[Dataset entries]
+ + + + + + +
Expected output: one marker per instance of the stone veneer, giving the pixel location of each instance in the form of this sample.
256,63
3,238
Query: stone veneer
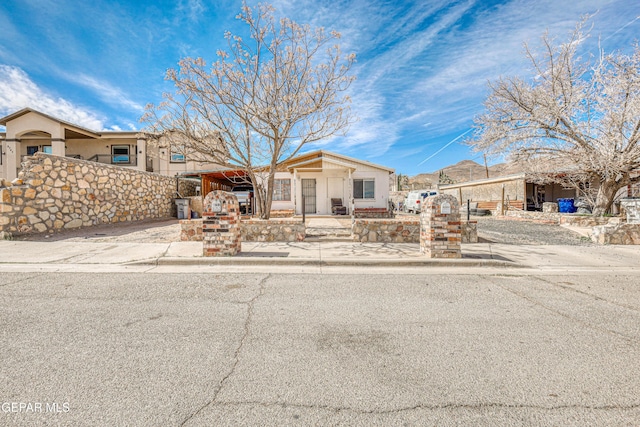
616,234
373,213
221,224
252,230
53,193
386,230
440,227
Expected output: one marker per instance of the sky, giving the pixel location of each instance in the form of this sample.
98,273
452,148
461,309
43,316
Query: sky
422,66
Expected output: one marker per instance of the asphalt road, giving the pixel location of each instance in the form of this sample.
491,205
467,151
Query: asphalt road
256,349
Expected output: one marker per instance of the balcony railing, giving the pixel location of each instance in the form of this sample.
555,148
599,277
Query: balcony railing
108,159
115,159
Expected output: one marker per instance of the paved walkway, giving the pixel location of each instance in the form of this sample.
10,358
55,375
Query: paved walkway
320,253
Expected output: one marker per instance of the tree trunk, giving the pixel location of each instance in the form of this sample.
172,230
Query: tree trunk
605,197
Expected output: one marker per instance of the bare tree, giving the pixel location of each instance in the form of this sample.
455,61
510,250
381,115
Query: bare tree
573,123
260,102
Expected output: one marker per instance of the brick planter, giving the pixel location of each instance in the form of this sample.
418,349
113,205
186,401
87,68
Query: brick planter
440,227
221,224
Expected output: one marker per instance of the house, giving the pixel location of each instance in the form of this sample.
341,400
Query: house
29,131
309,181
517,190
315,177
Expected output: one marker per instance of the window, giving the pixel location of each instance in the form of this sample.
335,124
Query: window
364,189
120,154
177,154
282,190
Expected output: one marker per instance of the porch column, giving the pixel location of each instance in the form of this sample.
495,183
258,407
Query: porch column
58,142
58,147
294,193
141,154
11,158
352,202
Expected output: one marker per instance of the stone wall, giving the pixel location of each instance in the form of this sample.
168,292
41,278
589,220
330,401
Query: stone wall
386,231
54,193
616,234
373,213
252,230
440,227
402,231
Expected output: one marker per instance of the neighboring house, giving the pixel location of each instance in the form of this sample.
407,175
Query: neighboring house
29,131
316,178
518,190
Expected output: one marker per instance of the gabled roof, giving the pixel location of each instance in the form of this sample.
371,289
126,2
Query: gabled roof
308,159
24,111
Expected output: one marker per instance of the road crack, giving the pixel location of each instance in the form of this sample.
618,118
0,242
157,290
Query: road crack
434,407
567,316
238,351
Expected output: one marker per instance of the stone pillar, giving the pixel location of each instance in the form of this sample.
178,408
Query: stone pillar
631,206
440,227
141,154
221,224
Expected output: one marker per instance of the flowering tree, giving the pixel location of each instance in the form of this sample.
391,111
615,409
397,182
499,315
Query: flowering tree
573,123
260,102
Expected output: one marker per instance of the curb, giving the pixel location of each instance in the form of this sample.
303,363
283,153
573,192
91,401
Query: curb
428,262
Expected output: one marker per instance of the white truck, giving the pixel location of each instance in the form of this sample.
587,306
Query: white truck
415,198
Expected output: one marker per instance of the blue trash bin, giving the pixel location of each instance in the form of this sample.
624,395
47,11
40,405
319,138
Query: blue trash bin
566,206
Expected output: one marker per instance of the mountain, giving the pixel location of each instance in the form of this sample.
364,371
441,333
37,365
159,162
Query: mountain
463,171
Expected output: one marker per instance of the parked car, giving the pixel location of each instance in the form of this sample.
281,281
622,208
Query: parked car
415,198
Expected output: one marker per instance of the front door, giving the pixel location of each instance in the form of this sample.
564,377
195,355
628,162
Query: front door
309,195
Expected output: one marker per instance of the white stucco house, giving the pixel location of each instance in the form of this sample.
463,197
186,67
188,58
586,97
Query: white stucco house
315,177
320,176
29,131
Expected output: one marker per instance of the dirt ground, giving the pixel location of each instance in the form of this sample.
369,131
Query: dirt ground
490,230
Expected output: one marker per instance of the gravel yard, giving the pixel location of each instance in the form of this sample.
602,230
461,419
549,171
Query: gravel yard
526,233
490,230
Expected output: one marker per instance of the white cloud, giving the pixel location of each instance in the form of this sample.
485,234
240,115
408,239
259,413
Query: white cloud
108,93
18,91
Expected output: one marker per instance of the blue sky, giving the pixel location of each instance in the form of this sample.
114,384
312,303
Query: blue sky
422,66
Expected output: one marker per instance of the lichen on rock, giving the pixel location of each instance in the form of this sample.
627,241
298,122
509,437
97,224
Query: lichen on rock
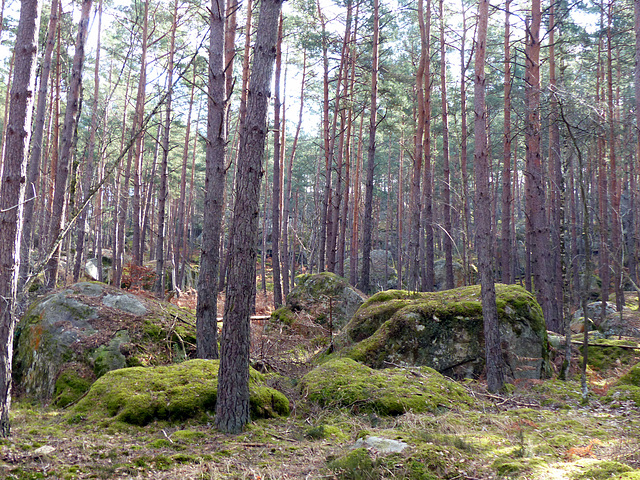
444,330
141,395
89,329
346,383
327,298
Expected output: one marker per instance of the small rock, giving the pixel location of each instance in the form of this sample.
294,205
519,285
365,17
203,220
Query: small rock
44,450
381,445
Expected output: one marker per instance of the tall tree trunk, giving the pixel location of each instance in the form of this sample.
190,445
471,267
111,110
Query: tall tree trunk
232,406
138,145
353,256
415,212
493,351
636,81
615,198
179,247
207,307
426,195
287,191
400,214
505,237
324,212
541,254
12,190
464,63
367,219
276,204
446,180
37,141
83,224
163,190
68,131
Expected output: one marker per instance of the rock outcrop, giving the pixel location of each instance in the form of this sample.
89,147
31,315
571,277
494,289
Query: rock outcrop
325,297
71,337
444,331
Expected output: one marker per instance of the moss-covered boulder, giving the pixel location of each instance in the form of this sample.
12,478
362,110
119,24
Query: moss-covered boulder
444,330
343,382
70,337
141,395
627,388
382,271
325,297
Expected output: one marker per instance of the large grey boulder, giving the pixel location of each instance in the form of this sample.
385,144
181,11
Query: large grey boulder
382,274
70,337
328,299
444,331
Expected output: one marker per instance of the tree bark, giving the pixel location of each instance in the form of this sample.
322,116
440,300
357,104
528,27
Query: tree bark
13,174
418,156
66,151
446,180
542,268
159,286
507,198
232,407
207,307
276,204
493,351
367,218
83,224
37,142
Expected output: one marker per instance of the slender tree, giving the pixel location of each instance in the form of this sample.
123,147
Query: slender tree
276,204
446,173
207,307
232,407
164,165
66,151
493,351
13,174
37,143
88,172
367,220
505,237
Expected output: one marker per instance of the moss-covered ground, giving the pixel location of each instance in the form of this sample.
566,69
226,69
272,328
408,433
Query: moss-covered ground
540,430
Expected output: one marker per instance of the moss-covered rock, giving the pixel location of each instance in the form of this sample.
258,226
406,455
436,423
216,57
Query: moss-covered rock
354,465
346,383
602,471
327,298
141,395
89,329
382,271
444,330
611,353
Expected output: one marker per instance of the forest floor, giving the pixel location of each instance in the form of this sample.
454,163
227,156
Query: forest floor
542,430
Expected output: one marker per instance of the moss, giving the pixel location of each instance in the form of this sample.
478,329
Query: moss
70,387
284,315
188,436
632,377
153,331
610,354
444,330
511,468
187,390
355,465
160,443
623,393
602,471
323,431
346,383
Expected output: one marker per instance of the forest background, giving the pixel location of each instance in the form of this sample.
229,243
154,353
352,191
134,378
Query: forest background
370,144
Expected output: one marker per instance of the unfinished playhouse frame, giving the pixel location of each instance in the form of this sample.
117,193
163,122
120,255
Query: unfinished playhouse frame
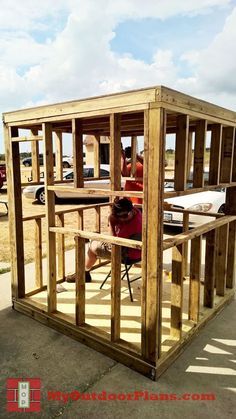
194,297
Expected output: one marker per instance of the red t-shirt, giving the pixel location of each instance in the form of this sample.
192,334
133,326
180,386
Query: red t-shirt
134,185
126,230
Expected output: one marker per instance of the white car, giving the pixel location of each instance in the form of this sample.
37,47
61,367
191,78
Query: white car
207,201
38,192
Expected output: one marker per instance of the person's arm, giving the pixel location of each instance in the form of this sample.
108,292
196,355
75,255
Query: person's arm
112,224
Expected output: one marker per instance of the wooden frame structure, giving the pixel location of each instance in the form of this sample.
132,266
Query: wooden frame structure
154,113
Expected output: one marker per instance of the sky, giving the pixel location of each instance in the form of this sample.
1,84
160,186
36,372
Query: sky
58,50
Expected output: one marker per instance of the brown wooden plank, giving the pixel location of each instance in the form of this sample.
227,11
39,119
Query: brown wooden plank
77,137
199,150
210,258
133,155
186,244
221,259
50,218
155,128
59,155
181,152
38,253
15,213
115,292
35,158
230,208
195,275
80,281
215,154
115,158
177,292
98,219
96,155
190,152
60,249
227,154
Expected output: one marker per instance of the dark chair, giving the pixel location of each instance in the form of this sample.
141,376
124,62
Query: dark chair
128,265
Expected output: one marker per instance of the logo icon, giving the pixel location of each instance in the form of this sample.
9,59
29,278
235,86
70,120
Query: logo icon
23,394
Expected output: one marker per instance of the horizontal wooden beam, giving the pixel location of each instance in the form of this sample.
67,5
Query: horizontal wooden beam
196,232
134,244
30,138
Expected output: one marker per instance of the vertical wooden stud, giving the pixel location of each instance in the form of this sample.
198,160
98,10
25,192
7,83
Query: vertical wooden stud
195,275
199,150
50,218
215,154
177,292
181,151
154,146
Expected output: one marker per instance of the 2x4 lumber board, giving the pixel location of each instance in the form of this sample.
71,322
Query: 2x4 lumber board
234,163
227,151
35,158
231,257
104,104
230,208
152,239
177,292
210,265
189,153
96,192
15,213
199,152
81,334
195,276
80,281
115,162
98,219
221,259
181,151
96,155
185,251
115,292
59,155
115,152
172,98
60,249
133,154
197,231
50,218
33,137
38,253
144,237
77,138
215,154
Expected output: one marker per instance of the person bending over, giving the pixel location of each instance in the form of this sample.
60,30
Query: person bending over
124,221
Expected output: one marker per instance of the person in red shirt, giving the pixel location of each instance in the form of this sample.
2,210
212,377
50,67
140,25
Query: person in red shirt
125,221
135,184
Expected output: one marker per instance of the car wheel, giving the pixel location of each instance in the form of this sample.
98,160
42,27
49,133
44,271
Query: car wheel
222,209
66,165
41,196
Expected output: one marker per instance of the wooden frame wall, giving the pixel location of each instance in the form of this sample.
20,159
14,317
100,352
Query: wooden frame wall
150,112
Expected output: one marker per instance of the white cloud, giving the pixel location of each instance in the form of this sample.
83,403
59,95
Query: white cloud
77,61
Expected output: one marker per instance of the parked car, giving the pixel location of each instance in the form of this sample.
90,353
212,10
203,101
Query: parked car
207,201
38,192
67,161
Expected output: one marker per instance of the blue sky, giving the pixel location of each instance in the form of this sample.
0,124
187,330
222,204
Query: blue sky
70,49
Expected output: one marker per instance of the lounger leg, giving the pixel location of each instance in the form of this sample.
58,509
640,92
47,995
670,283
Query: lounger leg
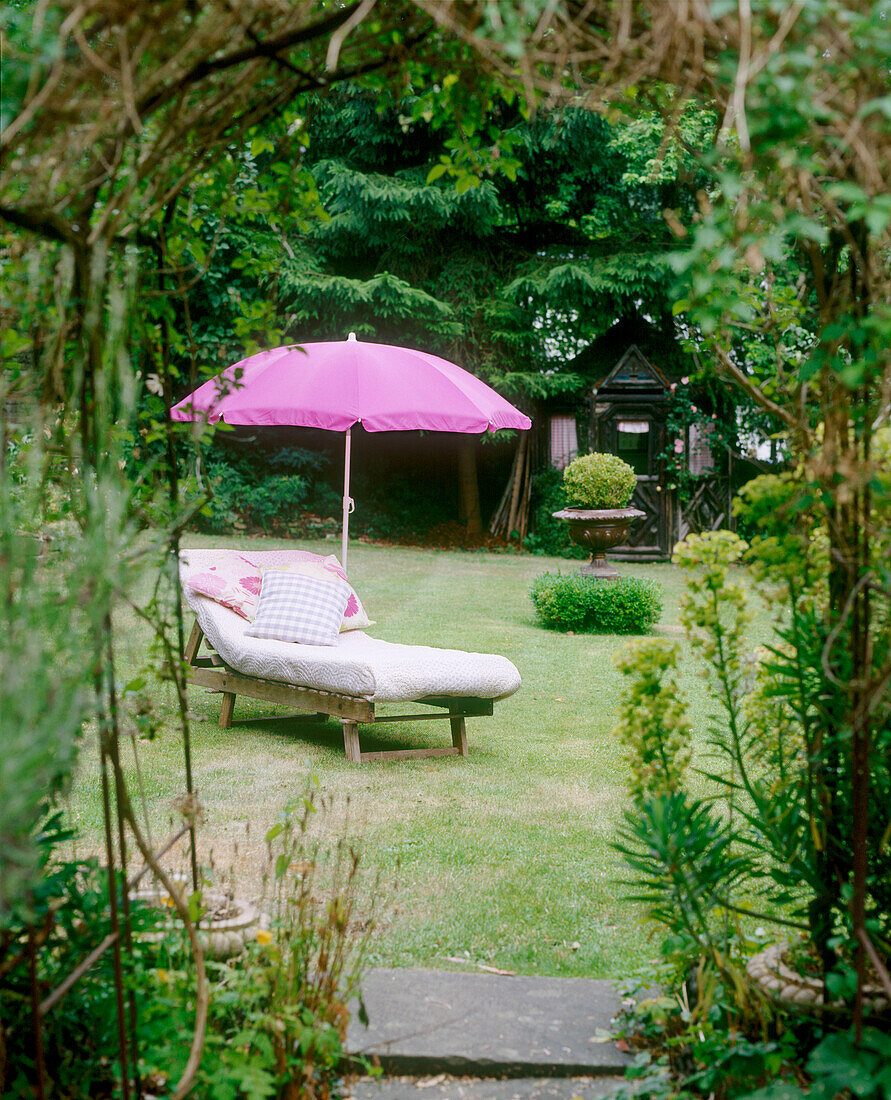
459,733
226,710
351,741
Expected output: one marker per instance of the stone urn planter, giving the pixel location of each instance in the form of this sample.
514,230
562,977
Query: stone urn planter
228,924
770,970
598,487
598,529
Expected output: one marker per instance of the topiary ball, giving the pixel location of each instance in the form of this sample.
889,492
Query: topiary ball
598,481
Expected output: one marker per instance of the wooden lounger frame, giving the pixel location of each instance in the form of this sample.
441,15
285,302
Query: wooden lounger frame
210,671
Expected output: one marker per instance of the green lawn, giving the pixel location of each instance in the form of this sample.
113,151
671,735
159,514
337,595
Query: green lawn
503,858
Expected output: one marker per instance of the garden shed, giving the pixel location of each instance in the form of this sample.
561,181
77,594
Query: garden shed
635,404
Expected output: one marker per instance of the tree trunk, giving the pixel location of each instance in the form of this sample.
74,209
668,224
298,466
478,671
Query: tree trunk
469,486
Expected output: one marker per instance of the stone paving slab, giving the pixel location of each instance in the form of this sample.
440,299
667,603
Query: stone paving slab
486,1025
443,1087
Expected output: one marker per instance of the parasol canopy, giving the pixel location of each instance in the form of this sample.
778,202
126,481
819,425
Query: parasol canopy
337,384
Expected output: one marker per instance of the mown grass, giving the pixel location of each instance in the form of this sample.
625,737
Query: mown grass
504,858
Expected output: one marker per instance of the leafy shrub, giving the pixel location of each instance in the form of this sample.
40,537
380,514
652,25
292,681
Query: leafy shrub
257,494
550,537
565,602
598,481
277,1013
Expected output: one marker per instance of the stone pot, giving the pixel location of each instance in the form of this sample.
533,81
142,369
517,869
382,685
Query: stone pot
230,922
783,983
597,529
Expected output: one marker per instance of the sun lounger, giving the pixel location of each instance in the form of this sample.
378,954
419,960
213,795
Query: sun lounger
347,680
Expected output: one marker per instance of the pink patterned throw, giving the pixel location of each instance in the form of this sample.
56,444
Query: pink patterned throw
234,580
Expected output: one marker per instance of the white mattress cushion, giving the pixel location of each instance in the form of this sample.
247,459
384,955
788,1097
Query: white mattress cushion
358,664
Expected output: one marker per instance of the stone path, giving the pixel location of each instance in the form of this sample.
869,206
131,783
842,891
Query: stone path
475,1036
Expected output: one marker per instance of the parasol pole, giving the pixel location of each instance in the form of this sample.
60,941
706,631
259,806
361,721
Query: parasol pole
349,504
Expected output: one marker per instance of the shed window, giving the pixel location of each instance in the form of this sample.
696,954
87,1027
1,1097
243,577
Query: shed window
564,440
633,444
702,458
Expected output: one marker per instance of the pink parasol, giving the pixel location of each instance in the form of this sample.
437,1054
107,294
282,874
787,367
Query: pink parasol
336,384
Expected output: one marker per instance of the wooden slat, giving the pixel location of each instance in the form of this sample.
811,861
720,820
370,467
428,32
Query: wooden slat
468,705
408,717
459,733
304,699
227,706
351,748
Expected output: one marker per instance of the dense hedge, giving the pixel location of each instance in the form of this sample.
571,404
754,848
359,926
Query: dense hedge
568,602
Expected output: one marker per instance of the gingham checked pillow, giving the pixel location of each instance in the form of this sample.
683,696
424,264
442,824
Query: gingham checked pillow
300,608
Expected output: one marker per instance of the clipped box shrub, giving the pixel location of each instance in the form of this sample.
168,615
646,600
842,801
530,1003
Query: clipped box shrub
568,602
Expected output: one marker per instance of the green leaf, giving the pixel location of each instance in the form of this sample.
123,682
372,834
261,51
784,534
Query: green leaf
436,172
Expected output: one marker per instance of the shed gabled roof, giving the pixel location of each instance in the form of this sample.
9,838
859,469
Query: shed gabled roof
634,353
634,371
+ + + + + + +
• **EXERCISE REQUIREMENTS**
Give back exactly the lines from the one containing "Expected output: one marker per instance of the clipped" through the last line of the records.

• **PROBLEM SOLUTION**
Expected output: one marker per instance of the clipped box shrub, giving the pixel location of each instance in the form of this sample.
168,615
646,600
842,801
530,1003
Query: clipped box shrub
568,602
Expected output: one marker per instance of the green leaf, giving the pixel location of each instance in the form of this sample.
123,682
372,834
261,51
784,534
Query: green leaf
436,172
Expected output: one marker per instance of the shed gabled roof, giving the pixel location of each instance in the form of this sample.
9,838
859,469
Query: shed gabled roof
634,353
634,371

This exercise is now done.